(Listing for bounding box labeling)
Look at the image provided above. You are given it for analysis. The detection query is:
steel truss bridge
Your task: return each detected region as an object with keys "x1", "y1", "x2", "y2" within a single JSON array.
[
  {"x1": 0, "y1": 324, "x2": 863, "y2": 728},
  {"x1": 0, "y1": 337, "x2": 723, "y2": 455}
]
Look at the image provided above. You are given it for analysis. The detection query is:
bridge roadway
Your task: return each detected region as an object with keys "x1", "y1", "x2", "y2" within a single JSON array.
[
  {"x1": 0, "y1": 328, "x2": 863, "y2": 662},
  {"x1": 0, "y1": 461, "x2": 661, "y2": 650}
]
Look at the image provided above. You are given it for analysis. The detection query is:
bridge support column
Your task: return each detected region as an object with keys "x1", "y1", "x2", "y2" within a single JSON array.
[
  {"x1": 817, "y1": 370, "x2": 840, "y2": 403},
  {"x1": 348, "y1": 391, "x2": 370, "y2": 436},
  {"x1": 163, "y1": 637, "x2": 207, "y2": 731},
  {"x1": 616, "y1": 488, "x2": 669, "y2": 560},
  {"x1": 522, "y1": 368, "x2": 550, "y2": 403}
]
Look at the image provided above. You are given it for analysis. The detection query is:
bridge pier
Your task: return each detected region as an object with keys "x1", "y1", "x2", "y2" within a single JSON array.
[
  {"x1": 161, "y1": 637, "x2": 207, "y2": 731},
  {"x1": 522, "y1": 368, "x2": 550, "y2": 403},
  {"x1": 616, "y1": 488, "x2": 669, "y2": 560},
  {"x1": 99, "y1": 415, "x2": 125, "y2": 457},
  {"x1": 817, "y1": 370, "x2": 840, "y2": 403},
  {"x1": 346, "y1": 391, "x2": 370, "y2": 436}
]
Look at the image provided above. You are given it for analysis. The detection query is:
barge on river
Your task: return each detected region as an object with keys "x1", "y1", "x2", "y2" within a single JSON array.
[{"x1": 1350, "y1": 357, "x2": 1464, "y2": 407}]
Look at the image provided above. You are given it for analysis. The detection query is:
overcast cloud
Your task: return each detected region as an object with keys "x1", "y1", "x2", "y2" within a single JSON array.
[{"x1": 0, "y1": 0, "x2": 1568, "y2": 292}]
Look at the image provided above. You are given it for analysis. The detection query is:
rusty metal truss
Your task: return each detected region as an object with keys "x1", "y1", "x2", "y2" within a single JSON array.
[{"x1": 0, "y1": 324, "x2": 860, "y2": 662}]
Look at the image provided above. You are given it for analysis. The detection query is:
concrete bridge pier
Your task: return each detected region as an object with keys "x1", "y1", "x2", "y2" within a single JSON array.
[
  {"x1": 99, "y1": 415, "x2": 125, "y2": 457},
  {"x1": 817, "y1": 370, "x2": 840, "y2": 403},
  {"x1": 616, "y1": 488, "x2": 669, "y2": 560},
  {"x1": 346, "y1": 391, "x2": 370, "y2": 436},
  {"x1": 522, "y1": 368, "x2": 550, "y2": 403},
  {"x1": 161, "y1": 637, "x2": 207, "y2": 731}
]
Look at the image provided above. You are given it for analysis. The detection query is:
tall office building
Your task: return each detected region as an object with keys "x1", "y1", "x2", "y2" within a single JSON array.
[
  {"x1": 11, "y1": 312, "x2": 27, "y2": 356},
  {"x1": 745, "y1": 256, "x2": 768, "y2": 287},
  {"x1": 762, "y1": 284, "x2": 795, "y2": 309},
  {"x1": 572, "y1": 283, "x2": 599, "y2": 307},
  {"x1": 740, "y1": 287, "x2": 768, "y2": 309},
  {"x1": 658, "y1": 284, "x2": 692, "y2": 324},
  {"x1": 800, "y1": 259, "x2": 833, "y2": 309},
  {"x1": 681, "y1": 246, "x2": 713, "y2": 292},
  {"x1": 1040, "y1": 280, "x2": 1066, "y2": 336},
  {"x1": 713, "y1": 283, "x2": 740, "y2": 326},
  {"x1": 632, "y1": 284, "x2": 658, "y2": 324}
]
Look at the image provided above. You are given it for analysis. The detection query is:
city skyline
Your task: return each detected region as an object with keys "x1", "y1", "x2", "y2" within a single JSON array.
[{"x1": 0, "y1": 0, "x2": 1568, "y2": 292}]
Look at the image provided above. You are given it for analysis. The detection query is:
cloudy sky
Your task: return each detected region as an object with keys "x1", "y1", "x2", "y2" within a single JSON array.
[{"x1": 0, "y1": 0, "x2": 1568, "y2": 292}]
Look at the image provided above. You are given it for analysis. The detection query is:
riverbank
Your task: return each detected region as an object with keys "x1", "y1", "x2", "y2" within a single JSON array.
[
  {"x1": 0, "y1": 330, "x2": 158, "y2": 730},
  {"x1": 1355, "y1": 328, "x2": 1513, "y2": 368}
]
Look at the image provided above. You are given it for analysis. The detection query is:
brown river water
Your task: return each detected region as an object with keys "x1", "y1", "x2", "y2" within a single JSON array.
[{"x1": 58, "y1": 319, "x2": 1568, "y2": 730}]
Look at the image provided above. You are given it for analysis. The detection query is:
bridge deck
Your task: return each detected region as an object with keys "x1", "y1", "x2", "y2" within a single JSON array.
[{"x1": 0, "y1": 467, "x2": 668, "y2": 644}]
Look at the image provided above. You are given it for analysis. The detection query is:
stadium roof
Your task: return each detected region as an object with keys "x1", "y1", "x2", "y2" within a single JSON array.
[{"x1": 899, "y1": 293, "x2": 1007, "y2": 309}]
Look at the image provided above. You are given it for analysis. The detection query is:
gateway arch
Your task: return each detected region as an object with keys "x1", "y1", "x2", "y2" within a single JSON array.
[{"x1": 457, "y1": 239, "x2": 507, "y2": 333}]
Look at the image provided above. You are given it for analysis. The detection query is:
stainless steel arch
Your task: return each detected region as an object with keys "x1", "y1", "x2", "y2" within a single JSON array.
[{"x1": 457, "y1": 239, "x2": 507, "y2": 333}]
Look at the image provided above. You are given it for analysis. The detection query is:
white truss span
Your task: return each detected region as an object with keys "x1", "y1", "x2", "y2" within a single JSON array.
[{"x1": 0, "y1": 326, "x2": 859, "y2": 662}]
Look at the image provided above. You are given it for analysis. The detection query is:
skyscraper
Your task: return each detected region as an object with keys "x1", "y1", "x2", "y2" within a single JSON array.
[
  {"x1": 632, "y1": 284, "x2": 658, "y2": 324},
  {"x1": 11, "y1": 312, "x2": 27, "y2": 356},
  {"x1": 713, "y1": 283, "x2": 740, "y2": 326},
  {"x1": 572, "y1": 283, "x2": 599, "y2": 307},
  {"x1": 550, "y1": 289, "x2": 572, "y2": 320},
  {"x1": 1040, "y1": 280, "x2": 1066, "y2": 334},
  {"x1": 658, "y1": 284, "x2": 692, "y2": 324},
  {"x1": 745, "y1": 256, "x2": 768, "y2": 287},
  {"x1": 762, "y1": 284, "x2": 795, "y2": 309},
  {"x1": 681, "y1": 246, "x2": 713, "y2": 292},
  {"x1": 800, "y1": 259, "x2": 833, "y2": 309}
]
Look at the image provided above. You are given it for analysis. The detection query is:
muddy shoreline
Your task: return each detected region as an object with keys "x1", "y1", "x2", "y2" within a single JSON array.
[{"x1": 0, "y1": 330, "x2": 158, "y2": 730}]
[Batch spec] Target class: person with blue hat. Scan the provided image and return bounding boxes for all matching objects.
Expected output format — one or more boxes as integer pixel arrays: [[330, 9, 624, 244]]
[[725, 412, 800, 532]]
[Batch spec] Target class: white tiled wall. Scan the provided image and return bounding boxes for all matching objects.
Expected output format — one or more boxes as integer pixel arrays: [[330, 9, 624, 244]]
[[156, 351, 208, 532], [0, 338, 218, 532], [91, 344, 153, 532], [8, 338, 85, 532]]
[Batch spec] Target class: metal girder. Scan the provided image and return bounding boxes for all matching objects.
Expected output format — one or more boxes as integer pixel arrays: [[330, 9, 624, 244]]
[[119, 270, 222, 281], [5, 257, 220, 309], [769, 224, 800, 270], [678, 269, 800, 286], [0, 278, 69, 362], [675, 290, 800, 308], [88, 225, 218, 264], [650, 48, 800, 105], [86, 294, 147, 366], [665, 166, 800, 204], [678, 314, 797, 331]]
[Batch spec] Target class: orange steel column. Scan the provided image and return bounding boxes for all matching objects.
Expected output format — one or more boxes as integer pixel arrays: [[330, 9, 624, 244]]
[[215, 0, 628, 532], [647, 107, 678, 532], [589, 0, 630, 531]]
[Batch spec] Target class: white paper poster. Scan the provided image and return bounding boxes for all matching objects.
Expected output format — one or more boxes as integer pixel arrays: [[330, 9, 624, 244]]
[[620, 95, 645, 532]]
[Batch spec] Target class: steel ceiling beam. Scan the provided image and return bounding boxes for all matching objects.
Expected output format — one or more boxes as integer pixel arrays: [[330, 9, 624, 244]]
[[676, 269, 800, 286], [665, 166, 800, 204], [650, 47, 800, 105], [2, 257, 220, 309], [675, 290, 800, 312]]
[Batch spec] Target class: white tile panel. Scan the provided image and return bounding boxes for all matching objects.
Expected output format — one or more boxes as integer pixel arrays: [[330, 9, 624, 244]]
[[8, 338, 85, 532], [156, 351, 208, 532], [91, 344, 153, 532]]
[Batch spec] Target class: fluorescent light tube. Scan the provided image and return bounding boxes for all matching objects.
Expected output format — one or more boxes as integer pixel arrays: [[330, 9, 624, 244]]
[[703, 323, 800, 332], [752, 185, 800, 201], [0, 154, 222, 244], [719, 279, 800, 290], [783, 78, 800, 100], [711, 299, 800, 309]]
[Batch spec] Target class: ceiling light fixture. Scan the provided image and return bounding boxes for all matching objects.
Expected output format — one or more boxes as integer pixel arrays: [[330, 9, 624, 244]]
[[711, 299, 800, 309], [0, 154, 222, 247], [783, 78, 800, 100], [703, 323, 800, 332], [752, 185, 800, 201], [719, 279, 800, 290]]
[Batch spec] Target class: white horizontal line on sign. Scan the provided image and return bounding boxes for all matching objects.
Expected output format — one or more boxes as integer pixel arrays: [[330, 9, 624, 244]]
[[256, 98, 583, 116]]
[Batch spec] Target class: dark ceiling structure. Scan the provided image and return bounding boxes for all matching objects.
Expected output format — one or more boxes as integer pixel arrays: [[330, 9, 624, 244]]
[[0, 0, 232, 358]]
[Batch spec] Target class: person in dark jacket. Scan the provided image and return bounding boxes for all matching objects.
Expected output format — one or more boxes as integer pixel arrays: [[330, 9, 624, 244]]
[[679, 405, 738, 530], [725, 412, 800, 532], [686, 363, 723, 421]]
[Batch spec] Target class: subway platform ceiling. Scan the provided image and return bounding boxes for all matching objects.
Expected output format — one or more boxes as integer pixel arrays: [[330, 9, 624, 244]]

Prompt
Copy word for word the part of the listing above that starts with the line containing "[Batch spec] Target class: white horizontal" and runs to the end of the listing, including both ends.

Completed task
[Batch spec] Target class: white horizontal line on sign. Scan the provided image and return bounding boxes for all matching objects.
Expected output format — one or more boxes as integer pixel arrays: [[330, 9, 624, 244]]
[[256, 98, 583, 116]]
[Batch spec] Target class: dark ceiling structure. Scan the provided image and return bounding boxes for all matching objects.
Expected output format — one or more boxes as integer pixel arrays: [[330, 9, 624, 244]]
[[0, 0, 232, 358]]
[Batch spec] Target class: person in dark jacket. Scan the provided image and return bounding boxes for all matching objects.
Expected output format — one or more boxes as integer pixel arrays: [[330, 9, 624, 244]]
[[679, 405, 738, 530], [725, 412, 800, 532], [686, 363, 723, 421]]
[Batch spec] Target class: subway platform ceiling. Scan the provided image and return bounding boxes for all matching objects.
Expected output format — one or more boxes as integer pixel arrays: [[330, 9, 624, 244]]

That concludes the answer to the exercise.